Problem requirements
Return each line of the listing below, unchanged, and omit the images.

==*==

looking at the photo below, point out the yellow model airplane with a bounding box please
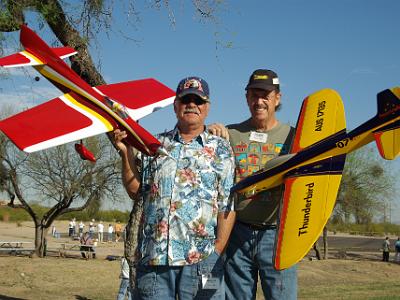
[231,87,400,270]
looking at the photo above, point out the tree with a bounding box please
[334,145,398,224]
[0,132,121,257]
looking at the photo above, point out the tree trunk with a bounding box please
[323,226,328,260]
[34,224,48,257]
[125,196,144,294]
[313,241,321,260]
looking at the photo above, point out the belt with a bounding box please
[237,220,277,231]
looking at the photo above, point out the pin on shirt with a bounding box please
[249,131,268,143]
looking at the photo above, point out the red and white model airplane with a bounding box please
[0,25,176,161]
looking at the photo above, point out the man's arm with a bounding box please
[113,129,141,199]
[215,210,236,254]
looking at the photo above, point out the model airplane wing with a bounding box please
[0,92,113,152]
[95,78,175,120]
[274,89,346,270]
[291,89,346,153]
[0,79,175,153]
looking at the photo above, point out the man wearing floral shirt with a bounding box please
[114,76,235,299]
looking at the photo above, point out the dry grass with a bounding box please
[297,260,400,300]
[0,256,120,300]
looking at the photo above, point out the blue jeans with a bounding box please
[225,222,297,300]
[136,251,224,299]
[117,277,131,300]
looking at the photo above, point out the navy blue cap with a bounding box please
[176,76,210,102]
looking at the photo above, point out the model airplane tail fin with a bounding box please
[373,87,400,160]
[376,87,400,117]
[0,25,77,68]
[291,89,346,153]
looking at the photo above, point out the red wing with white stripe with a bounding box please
[0,93,114,152]
[96,78,176,120]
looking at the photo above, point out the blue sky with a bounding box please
[1,0,399,220]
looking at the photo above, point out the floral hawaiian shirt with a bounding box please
[138,126,235,266]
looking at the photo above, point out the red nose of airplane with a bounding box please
[74,143,96,162]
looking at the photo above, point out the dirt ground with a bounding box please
[1,221,400,300]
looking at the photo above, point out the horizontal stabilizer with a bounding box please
[274,155,345,270]
[291,89,346,153]
[0,47,77,68]
[0,51,43,68]
[374,120,400,160]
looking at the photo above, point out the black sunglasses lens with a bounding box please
[180,97,206,105]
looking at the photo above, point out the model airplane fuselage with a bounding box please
[231,88,400,270]
[0,25,176,158]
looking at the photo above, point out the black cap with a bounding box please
[245,69,280,91]
[176,76,210,102]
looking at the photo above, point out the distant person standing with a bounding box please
[116,257,131,300]
[68,219,74,237]
[382,236,390,262]
[72,218,77,236]
[78,221,85,237]
[97,221,104,243]
[115,221,122,242]
[89,219,95,239]
[108,223,114,242]
[395,237,400,263]
[51,225,57,237]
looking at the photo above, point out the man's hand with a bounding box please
[207,123,230,140]
[113,129,128,154]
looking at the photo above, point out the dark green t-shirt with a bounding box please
[227,119,294,224]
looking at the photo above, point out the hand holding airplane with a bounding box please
[232,87,400,270]
[0,25,176,161]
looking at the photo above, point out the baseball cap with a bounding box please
[176,76,210,102]
[245,69,280,91]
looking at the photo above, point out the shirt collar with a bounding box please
[171,124,208,146]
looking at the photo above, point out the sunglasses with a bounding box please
[179,96,208,106]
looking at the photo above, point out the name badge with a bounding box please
[249,131,268,143]
[201,274,219,289]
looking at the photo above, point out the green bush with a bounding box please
[0,205,130,223]
[0,207,31,222]
[328,220,400,236]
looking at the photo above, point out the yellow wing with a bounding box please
[291,89,346,153]
[274,165,343,270]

==*==

Finished exercise
looking at the photo below, point out the yellow model airplane with a bounding box please
[231,87,400,270]
looking at the photo above, point out the tree with a bounding box please
[334,145,398,224]
[0,132,121,257]
looking at the photo above, point out the tree trunk with a bounding box please
[323,226,328,260]
[34,224,48,257]
[125,196,144,294]
[313,241,321,260]
looking at the photo above, point out the belt with a bounding box please
[237,220,277,231]
looking at the photo above, point out the pin on shirt with a bounding box please
[249,131,268,143]
looking at the photo above, point out the red and white model airplane with a bounding box please
[0,25,176,161]
looking at the photo above, point out the man's arm with a bounding box please
[113,129,141,199]
[215,210,236,254]
looking at the photo above, point out the model airplane wing with a bounding box please
[0,92,113,152]
[95,78,175,120]
[274,89,346,270]
[291,89,346,153]
[0,79,175,153]
looking at the photo above, point out the man wearing floral shirt with a bounding box please
[114,76,235,299]
looking at the photo above, point out the dry grass with a bounding box please
[297,260,400,300]
[0,256,120,300]
looking at the photo above, point out the blue jeans with a bounding box please
[225,222,297,300]
[136,251,224,299]
[117,277,131,300]
looking at the photo above, point out the navy blue cap with a bounding box please
[176,76,210,102]
looking at the photo above, point out the model airplane tail fin with a bounding box please
[373,87,400,160]
[376,87,400,117]
[0,25,77,68]
[291,89,346,153]
looking at the photo above, point out the red wing with white stripe with a bounding box please
[0,93,114,152]
[96,78,176,120]
looking at the photo above, point out the blue sky with a bounding box please
[1,0,399,220]
looking at the photo above, point out the floral hawaiian shirt with a bounding box please
[138,126,235,266]
looking at the photo above, point out the red nose of airplane with a bounding box please
[74,143,96,162]
looking at the photo above, point out the dirt ground with a bounding box please
[1,221,400,300]
looking at the photo above, point out the horizontal stabilizer with a bounding box please
[274,155,345,270]
[291,89,346,153]
[0,47,77,68]
[0,51,43,68]
[374,120,400,160]
looking at the photo above, point out the black sunglasses lens with a bounding box please
[180,97,206,105]
looking at the photo above, point out the model airplane fuselage with a bounding box please
[231,88,400,270]
[0,25,176,158]
looking at the photo above, point out the black cap with a bounding box please
[245,69,280,91]
[176,76,210,102]
looking at the photo above, point out the distant person standing with a bounding box please
[116,257,131,300]
[68,219,74,237]
[382,236,390,262]
[72,218,77,236]
[78,221,85,237]
[97,221,104,243]
[115,221,122,242]
[89,219,95,239]
[108,223,114,242]
[395,237,400,263]
[51,225,57,237]
looking at the photo above, point out the man's hand with a bounding box please
[207,123,230,140]
[113,129,128,154]
looking at the photo above, point out the dark green t-shirt with a bounding box please
[227,119,294,224]
looking at the photo above, point out the hand holding airplane with a bounding box please
[232,87,400,270]
[0,25,176,161]
looking at the photo above, point out the baseball cap with a bounding box please
[176,76,210,102]
[245,69,280,91]
looking at the photo above, point out the shirt collar with a bounding box please
[171,124,208,146]
looking at the photo above, point out the sunglasses with a bounding box please
[179,96,208,106]
looking at the photo above, point out the name badge with a bounding box please
[249,131,268,143]
[201,274,219,289]
looking at the photo above, point out the green bush with a bounding box please
[0,205,130,223]
[0,207,31,222]
[328,220,400,236]
looking at the photo above, point out the yellow wing with a bounding box please
[291,89,346,153]
[274,165,343,270]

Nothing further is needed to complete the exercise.